EXCERPTED RECORDS:

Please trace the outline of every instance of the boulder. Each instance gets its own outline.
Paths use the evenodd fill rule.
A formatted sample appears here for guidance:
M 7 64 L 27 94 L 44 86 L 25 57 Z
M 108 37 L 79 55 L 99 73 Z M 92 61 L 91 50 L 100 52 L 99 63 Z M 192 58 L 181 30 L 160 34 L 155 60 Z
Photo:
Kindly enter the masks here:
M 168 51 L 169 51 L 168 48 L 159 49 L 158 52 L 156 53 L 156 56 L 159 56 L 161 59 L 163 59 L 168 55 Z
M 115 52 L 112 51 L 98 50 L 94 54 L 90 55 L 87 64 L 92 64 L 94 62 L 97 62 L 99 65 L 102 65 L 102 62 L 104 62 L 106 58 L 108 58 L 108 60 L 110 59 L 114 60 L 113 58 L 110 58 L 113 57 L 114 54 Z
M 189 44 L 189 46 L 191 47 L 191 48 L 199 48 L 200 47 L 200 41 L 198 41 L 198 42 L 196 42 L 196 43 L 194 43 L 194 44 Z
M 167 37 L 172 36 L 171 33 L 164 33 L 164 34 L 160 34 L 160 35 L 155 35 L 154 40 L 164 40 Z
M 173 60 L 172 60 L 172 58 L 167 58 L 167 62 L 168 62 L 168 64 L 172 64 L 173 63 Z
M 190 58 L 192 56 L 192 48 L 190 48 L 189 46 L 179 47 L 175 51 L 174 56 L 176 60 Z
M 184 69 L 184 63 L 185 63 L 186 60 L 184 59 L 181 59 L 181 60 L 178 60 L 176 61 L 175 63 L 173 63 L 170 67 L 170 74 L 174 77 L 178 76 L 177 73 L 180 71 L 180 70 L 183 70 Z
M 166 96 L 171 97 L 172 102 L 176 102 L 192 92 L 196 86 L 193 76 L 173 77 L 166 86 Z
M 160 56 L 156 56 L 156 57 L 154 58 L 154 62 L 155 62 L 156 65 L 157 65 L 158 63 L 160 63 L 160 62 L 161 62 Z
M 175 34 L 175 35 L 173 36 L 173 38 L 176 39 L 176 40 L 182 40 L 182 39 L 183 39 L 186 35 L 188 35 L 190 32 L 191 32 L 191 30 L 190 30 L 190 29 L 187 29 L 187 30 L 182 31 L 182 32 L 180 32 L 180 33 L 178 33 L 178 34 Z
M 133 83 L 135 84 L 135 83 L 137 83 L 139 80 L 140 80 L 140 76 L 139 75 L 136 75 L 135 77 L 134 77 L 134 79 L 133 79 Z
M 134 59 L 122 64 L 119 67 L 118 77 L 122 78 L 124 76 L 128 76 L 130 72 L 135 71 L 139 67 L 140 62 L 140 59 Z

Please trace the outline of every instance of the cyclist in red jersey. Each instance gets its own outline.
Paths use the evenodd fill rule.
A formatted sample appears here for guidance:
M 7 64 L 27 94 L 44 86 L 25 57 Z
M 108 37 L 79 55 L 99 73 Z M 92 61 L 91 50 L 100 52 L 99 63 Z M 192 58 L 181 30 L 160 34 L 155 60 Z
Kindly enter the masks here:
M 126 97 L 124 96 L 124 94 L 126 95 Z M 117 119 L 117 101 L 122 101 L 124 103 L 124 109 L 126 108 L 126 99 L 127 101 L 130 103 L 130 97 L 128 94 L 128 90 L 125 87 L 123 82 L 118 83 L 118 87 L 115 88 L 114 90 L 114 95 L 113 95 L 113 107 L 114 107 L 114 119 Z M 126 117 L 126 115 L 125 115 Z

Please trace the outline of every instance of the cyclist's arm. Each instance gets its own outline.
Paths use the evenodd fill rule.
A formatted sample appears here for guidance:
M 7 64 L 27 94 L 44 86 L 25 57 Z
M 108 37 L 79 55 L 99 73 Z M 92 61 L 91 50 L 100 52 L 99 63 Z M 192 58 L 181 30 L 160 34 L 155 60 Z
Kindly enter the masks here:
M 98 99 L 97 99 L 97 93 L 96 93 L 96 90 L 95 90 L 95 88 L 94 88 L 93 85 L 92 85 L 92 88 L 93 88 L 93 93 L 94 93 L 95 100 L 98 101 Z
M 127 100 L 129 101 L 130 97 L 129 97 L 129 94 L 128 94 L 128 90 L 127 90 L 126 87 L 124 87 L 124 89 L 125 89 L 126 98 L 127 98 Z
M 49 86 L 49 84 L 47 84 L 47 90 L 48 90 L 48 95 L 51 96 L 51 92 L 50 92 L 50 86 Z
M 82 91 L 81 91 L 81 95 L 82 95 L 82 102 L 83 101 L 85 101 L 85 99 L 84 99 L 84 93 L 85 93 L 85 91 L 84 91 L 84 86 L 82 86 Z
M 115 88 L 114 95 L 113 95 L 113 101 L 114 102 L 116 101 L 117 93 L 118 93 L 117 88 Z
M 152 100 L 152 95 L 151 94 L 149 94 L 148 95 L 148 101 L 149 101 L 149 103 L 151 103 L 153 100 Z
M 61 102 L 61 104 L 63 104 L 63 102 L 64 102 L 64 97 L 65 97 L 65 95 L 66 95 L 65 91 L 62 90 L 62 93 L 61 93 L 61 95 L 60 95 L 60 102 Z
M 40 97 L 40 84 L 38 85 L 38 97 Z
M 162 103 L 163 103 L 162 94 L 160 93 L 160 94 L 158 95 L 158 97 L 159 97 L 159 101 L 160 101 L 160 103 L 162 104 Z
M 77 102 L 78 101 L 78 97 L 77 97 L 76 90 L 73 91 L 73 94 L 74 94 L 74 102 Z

INSTRUCTIONS TO FOLLOW: Make a verbatim copy of every entry shown above.

ANSWER SPACE:
Please trace the outline of every instance of the boulder. Each instance gets its own outline.
Paths use the evenodd fill rule.
A formatted sample appears here for guidance:
M 7 64 L 27 94 L 44 86 L 25 57 Z
M 108 37 L 79 55 L 99 73 Z M 92 61 L 91 50 L 100 52 L 99 63 Z M 192 58 L 181 30 L 160 34 L 155 60 Z
Photo:
Kindly enter the masks here:
M 168 51 L 169 51 L 168 48 L 159 49 L 158 52 L 156 53 L 156 56 L 159 56 L 161 59 L 163 59 L 168 55 Z
M 115 52 L 112 51 L 98 50 L 94 54 L 90 55 L 87 64 L 92 64 L 94 62 L 97 62 L 99 65 L 102 65 L 102 62 L 104 62 L 106 58 L 108 58 L 108 60 L 110 59 L 114 60 L 113 58 L 110 58 L 113 57 L 114 54 Z
M 189 44 L 189 46 L 191 47 L 191 48 L 199 48 L 200 47 L 200 41 L 198 41 L 198 42 L 196 42 L 196 43 L 194 43 L 194 44 Z
M 167 37 L 172 36 L 171 33 L 164 33 L 164 34 L 160 34 L 160 35 L 155 35 L 154 40 L 164 40 Z
M 173 60 L 172 60 L 172 58 L 167 58 L 167 62 L 168 62 L 168 64 L 172 64 L 173 63 Z
M 190 58 L 192 56 L 192 48 L 190 48 L 189 46 L 179 47 L 175 51 L 174 56 L 176 60 Z
M 184 69 L 184 63 L 185 63 L 186 60 L 184 59 L 181 59 L 181 60 L 178 60 L 176 61 L 175 63 L 173 63 L 170 67 L 170 74 L 174 77 L 178 76 L 177 73 L 180 71 L 180 70 L 183 70 Z
M 166 96 L 171 97 L 172 102 L 176 102 L 192 92 L 196 86 L 193 76 L 173 77 L 166 86 Z
M 160 56 L 156 56 L 156 57 L 154 58 L 154 62 L 155 62 L 156 65 L 157 65 L 158 63 L 160 63 L 160 62 L 161 62 Z
M 175 34 L 175 35 L 173 36 L 173 38 L 176 39 L 176 40 L 182 40 L 182 39 L 183 39 L 186 35 L 188 35 L 190 32 L 191 32 L 191 30 L 190 30 L 190 29 L 187 29 L 187 30 L 182 31 L 182 32 L 180 32 L 180 33 L 178 33 L 178 34 Z
M 133 83 L 135 84 L 135 83 L 137 83 L 139 80 L 140 80 L 140 76 L 139 75 L 136 75 L 135 77 L 134 77 L 134 79 L 133 79 Z
M 134 59 L 122 64 L 119 67 L 118 77 L 122 78 L 124 76 L 128 76 L 130 72 L 135 71 L 139 67 L 140 62 L 140 59 Z

Please trace the outline of every instance of the cyclist in red jersey. Each instance gets its own outline.
Paths use the evenodd fill rule.
A formatted sample appears here for guidance:
M 7 64 L 27 94 L 44 86 L 25 57 Z
M 108 37 L 79 55 L 99 73 Z M 92 61 L 91 50 L 100 52 L 99 63 Z M 192 58 L 181 30 L 160 34 L 155 60 Z
Kindly enter the masks here:
M 126 97 L 124 96 L 124 94 L 126 95 Z M 117 119 L 117 101 L 122 101 L 124 103 L 124 109 L 126 108 L 126 99 L 127 101 L 130 103 L 130 97 L 128 94 L 128 90 L 125 87 L 123 82 L 118 83 L 118 87 L 115 88 L 114 90 L 114 95 L 113 95 L 113 107 L 114 107 L 114 119 Z M 126 117 L 126 115 L 125 115 Z

Please trace the outline of every instance of the cyclist's arm. Each instance gets its own outline.
Paths use the evenodd fill rule.
A formatted sample appears here for guidance:
M 7 64 L 27 94 L 44 86 L 25 57 Z
M 108 37 L 79 55 L 99 73 Z M 92 61 L 91 50 L 100 52 L 99 63 Z M 192 58 L 181 30 L 160 34 L 155 60 Z
Kindly enter the masks here:
M 98 99 L 97 99 L 97 93 L 96 93 L 96 90 L 95 90 L 95 88 L 94 88 L 93 85 L 92 85 L 92 88 L 93 88 L 93 93 L 94 93 L 95 100 L 98 101 Z
M 127 100 L 129 101 L 130 97 L 129 97 L 129 94 L 128 94 L 128 90 L 127 90 L 126 87 L 124 87 L 124 89 L 125 89 L 126 98 L 127 98 Z
M 49 86 L 49 84 L 47 84 L 47 90 L 48 90 L 48 95 L 51 96 L 51 92 L 50 92 L 50 86 Z
M 82 91 L 81 91 L 81 95 L 82 95 L 82 102 L 83 101 L 85 101 L 85 99 L 84 99 L 84 93 L 85 93 L 85 91 L 84 91 L 84 86 L 82 86 Z
M 115 88 L 114 95 L 113 95 L 113 101 L 114 102 L 116 101 L 117 93 L 118 93 L 117 88 Z
M 152 100 L 152 95 L 151 94 L 149 94 L 148 95 L 148 101 L 149 101 L 149 103 L 151 103 L 153 100 Z
M 61 102 L 61 104 L 63 104 L 63 102 L 64 102 L 64 97 L 65 97 L 65 95 L 66 95 L 65 91 L 62 90 L 62 93 L 61 93 L 61 95 L 60 95 L 60 102 Z
M 40 97 L 40 84 L 38 85 L 38 97 Z
M 162 103 L 163 103 L 162 94 L 160 93 L 160 94 L 158 95 L 158 97 L 159 97 L 159 101 L 160 101 L 160 103 L 162 104 Z
M 77 102 L 78 101 L 78 97 L 77 97 L 76 90 L 73 91 L 73 94 L 74 94 L 74 102 Z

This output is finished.